**What to do:** Quote word for word the stretch of the records from the line containing "Find the man" through the last line of the records, including both of those lines.

**Material for this exercise:**
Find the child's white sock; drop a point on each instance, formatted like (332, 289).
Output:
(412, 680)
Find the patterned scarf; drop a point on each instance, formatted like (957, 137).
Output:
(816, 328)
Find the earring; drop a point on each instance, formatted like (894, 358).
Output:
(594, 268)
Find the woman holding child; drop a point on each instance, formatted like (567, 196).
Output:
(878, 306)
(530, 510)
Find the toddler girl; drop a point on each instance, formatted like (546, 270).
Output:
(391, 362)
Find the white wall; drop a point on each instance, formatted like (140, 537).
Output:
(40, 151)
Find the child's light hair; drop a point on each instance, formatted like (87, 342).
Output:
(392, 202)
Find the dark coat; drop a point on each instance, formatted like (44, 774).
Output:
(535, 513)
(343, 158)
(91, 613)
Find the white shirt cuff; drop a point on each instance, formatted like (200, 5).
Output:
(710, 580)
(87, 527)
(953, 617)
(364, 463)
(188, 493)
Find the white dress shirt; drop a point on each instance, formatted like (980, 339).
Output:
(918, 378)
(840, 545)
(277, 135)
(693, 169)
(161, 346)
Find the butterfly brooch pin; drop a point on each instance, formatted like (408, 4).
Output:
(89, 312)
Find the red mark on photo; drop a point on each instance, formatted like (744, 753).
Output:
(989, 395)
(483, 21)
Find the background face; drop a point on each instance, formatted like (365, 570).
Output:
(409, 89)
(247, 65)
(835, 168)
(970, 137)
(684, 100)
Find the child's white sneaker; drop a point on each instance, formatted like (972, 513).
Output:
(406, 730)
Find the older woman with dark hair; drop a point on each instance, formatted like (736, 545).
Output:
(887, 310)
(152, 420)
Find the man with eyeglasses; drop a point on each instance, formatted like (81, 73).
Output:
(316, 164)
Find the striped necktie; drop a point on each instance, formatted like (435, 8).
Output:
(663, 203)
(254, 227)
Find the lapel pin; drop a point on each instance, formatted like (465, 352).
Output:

**Finished answer:**
Find the man with eyeglasses; drop a point on each instance, formatted like (81, 73).
Output:
(316, 164)
Find the striped necktie; drop a point on each instance, formatted like (435, 8).
Output:
(663, 203)
(254, 227)
Find the lapel pin; drop a point on each instance, formatted like (465, 352).
Output:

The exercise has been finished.